Document segment section start

Monday, March 31, 2025

Proud Uncle...that's me...

 Why, what have you done, you might ask. Not that much, actually. Just given a sad young lad the tools to create a new image of, and for, himself.


I could say that I've done this, or that, even embellish a few things to make me look like a hero, when in reality, he has done most of it himself.


True, I've done things like get him out of the house and away from the mind-numbing mostly PG18-rated video games my brother bought for his Xbox (though he still has a couple of age-appropriate games on his tablet) and the sedentary life he was immersed in because of them. I've changed, no, I've overhauled his diet from the junk food and crap he had been fed at home to healthy, balanced, home-cooked meals. I've tried, and succeeded in part measure, to instil in him a sense of discipline and respect for himself and his circle of friends and family (there's still some work to be done there). I've tried to be friend, confidant, uncle, and dare I say it, a parent to him.


Some will know, but for those that don't, I'm referring to my nephew (in keeping with tradition, I'll refer to him as N).


For someone so young (currently 11yrs old) N has had a tough life so far. His mother deserted him and my brother about 8yrs ago and moved back to Cape Town (that's another tale of misery altogether). She has seen him, I believe, exactly once in that time. She has never asked, nor made the effort, to see him in the last 19mths that he has been with me. Legally, I can't stop her seeing him, but I would resist it with whatever means I needed. She is not a nice person.

Document segment section end

## Aim of the task
Duplicate the portion of the blog post about the nephew that begins with the words containing "True, I've done" and ends with "to him as N).", reproducing it verbatim.

Information provided section start

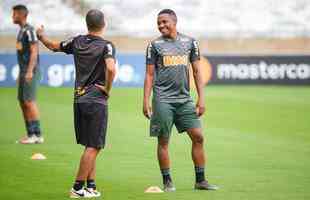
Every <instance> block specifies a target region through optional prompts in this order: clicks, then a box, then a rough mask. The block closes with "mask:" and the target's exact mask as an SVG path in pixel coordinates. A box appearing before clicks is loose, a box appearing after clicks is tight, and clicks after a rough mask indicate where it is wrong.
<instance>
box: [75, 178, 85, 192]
mask: <svg viewBox="0 0 310 200" xmlns="http://www.w3.org/2000/svg"><path fill="white" fill-rule="evenodd" d="M84 184H85V181H79V180H76V181H75V183H74V185H73V189H74V190H76V191H78V190H80V189H82V188H83V186H84Z"/></svg>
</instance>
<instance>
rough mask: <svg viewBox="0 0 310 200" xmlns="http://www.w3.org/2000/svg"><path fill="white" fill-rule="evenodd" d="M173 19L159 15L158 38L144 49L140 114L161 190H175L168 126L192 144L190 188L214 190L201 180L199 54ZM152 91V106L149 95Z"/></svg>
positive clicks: (202, 176)
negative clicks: (189, 75) (147, 135)
mask: <svg viewBox="0 0 310 200" xmlns="http://www.w3.org/2000/svg"><path fill="white" fill-rule="evenodd" d="M176 24H177V16H176V14H175V12H174V11H173V10H170V9H164V10H162V11H160V12H159V14H158V17H157V25H158V29H159V31H160V33H161V34H162V35H161V36H160V37H159V38H157V39H155V40H153V41H152V42H151V43H150V44H149V46H148V47H147V53H146V75H145V82H144V101H143V113H144V115H145V116H146V117H147V118H149V119H150V120H151V123H150V135H151V136H153V137H157V138H158V145H157V156H158V161H159V166H160V170H161V173H162V177H163V184H164V191H166V192H173V191H175V187H174V185H173V182H172V178H171V175H170V159H169V154H168V144H169V138H170V135H171V129H172V126H173V125H175V126H176V128H177V130H178V132H179V133H182V132H187V134H188V136H189V137H190V138H191V141H192V159H193V162H194V165H195V174H196V183H195V186H194V188H195V189H200V190H216V189H217V188H218V187H217V186H215V185H211V184H209V183H208V181H207V180H206V178H205V174H204V172H205V154H204V148H203V134H202V128H201V122H200V119H199V117H200V116H202V115H203V113H204V112H205V102H204V91H203V88H204V84H203V82H202V78H201V73H200V69H199V68H200V53H199V48H198V43H197V41H196V40H195V39H193V38H191V37H188V36H185V35H183V34H180V33H178V32H177V29H176ZM190 64H191V66H192V68H193V72H194V80H195V85H196V89H197V93H198V100H197V103H196V106H195V104H194V103H193V100H192V98H191V96H190V86H189V67H190ZM152 89H153V100H152V106H150V103H149V102H150V100H149V99H150V96H151V92H152Z"/></svg>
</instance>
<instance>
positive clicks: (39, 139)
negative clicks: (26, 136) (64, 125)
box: [36, 136, 44, 144]
mask: <svg viewBox="0 0 310 200" xmlns="http://www.w3.org/2000/svg"><path fill="white" fill-rule="evenodd" d="M36 138H37V141H36V144H42V143H43V142H44V138H43V137H42V136H39V137H38V136H36Z"/></svg>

Information provided section end

## Result
True, I've done things like get him out of the house and away from the mind-numbing mostly PG18-rated video games my brother bought for his Xbox (though he still has a couple of age-appropriate games on his tablet) and the sedentary life he was immersed in because of them. I've changed, no, I've overhauled his diet from the junk food and crap he had been fed at home to healthy, balanced, home-cooked meals. I've tried, and succeeded in part measure, to instil in him a sense of discipline and respect for himself and his circle of friends and family (there's still some work to be done there). I've tried to be friend, confidant, uncle, and dare I say it, a parent to him.


Some will know, but for those that don't, I'm referring to my nephew (in keeping with tradition, I'll refer to him as N).